_SET OF TASKS_
1. In the passage on Odd Nerdrum's paintings, what is the title of the newest book of his collected works?
2. Continue the passage on Odd Nerdrum's paintings from its final sentence.

In my childhood, I preferred the darkness

Odd Nerdrum

Just picked up the newest book of the collected works of Norwegian painter Odd Nerdrum, Themes.














My god, his work is frightening. His paintings stir something visceral inside that is familiar but also uncomfortable in its menace. I haven't been this drawn to, yet freaked out by, painted images for some time. Woman with Child in particular is haunting me. Apologies, I can't find a pic, but trust me, go to the bookstore, find this book, and look at this painting and you will understand. And while you're at it, check out the final series, Void, in the conclusion of the book. I actually want to sleep with the lights on.

I think humans are trained to think of graphic violence or sexual depravity when they think of something visually threatening. I don't see many overt sexual overtones in most of Nerdrum's work, but yes, there is a subtle violence present, a promise of something that raises the hackles. There is the slight flicker of the foreboding, recognized by our primitive monkey brain -- a strangely curled set of fingers, the shadowy wisps that trail across a face, a filmy presence in an odd shadow, the unidentifiable expression on a person's face as they are embracing another -- that make these images sear themselves into your memory as not quite right.

_DATA BLOCK_
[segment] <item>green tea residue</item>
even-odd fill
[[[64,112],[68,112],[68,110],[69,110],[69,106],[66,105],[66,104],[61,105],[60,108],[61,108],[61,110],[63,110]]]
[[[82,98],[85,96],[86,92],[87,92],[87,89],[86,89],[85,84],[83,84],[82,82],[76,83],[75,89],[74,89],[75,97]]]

_RESPONSES TO THE TASKS_
1. Themes

2.
I like too that in Nerdrum's work the body and its natural functions -- erections, defecation, even aging -- are used to jolt us out of our tidy complacency. His blighted landscapes also do much to increase the overall disquiet. This unease doesn't stop at episodic pieces; there are quite a few portraits in Themes, and truly, his portraits are some of the most difficult of his work for their raw and direct humanity.

But at the core, the essence, Nerdrum's paintings violate with one final, traumatic twinge: that of almost unbearable beauty.

Nerdrum is so very good -- I feel like his subjects have every dark taint on their souls painted on their flesh, and if they could speak you wouldn't want to hear what was being said. To accomplish this with mere paint and cloth, amazing.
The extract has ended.